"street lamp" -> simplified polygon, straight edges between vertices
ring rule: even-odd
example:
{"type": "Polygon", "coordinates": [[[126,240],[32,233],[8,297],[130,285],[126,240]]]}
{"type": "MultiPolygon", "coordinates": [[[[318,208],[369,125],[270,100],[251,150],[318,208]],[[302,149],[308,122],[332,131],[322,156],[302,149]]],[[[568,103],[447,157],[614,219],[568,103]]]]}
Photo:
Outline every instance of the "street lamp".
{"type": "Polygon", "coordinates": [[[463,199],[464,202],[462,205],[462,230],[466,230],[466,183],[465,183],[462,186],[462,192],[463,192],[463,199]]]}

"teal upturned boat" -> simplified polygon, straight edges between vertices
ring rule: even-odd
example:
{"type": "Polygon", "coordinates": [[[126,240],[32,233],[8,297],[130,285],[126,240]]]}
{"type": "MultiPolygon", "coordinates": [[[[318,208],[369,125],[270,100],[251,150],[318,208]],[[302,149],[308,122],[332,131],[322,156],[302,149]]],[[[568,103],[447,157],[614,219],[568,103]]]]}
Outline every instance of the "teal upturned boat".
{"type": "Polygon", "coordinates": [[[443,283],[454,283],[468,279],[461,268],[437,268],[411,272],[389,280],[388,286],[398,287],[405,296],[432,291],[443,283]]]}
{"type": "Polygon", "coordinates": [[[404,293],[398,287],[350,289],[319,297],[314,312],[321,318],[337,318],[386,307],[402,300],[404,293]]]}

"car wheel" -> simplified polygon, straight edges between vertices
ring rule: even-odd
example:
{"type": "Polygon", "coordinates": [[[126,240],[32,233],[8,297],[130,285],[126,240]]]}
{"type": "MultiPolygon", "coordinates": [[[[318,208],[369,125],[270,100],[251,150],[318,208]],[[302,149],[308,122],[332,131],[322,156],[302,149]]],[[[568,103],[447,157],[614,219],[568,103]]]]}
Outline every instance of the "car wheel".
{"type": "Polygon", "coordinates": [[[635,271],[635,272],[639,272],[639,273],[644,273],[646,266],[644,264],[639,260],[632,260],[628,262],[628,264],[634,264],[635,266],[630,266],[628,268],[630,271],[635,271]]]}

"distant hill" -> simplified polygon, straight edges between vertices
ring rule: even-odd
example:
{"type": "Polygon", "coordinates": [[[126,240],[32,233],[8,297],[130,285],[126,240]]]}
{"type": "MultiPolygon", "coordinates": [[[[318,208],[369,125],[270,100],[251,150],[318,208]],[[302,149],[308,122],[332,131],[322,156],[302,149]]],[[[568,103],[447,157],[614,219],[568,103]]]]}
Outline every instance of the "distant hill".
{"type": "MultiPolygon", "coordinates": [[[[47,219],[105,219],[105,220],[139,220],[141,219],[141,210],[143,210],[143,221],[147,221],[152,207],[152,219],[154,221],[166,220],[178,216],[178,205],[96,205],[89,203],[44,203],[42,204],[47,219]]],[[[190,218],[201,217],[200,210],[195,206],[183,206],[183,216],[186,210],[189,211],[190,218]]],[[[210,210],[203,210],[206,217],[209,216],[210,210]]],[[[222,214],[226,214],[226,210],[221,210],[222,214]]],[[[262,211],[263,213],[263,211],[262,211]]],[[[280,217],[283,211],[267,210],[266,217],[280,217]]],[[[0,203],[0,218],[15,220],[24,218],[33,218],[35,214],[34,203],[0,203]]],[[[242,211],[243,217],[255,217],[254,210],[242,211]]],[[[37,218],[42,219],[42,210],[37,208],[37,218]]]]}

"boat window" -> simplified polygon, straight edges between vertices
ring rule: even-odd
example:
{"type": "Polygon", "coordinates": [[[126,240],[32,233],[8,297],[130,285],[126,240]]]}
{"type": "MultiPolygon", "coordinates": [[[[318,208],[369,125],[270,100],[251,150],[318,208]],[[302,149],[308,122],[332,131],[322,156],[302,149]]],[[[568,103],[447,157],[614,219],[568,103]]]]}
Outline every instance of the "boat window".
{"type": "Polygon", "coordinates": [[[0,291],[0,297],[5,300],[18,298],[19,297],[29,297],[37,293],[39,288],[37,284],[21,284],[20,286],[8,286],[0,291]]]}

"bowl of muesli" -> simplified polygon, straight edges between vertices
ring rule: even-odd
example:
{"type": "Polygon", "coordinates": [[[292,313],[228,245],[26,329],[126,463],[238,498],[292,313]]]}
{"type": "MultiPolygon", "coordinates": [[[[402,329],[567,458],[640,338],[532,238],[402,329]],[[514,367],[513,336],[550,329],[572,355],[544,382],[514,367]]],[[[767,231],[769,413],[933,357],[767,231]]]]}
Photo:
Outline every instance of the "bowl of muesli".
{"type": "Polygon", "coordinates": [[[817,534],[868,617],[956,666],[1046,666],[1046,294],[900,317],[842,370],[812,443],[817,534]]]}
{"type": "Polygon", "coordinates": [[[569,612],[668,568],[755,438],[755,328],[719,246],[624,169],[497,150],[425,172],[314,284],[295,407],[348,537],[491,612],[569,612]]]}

-.-.-

**WHAT TO PRODUCE**:
Return each line of the entries above that contains the word "teal".

**EXERCISE ANSWER**:
"teal upturned boat" -> simplified polygon, straight edges between vertices
Outline every instance of the "teal upturned boat".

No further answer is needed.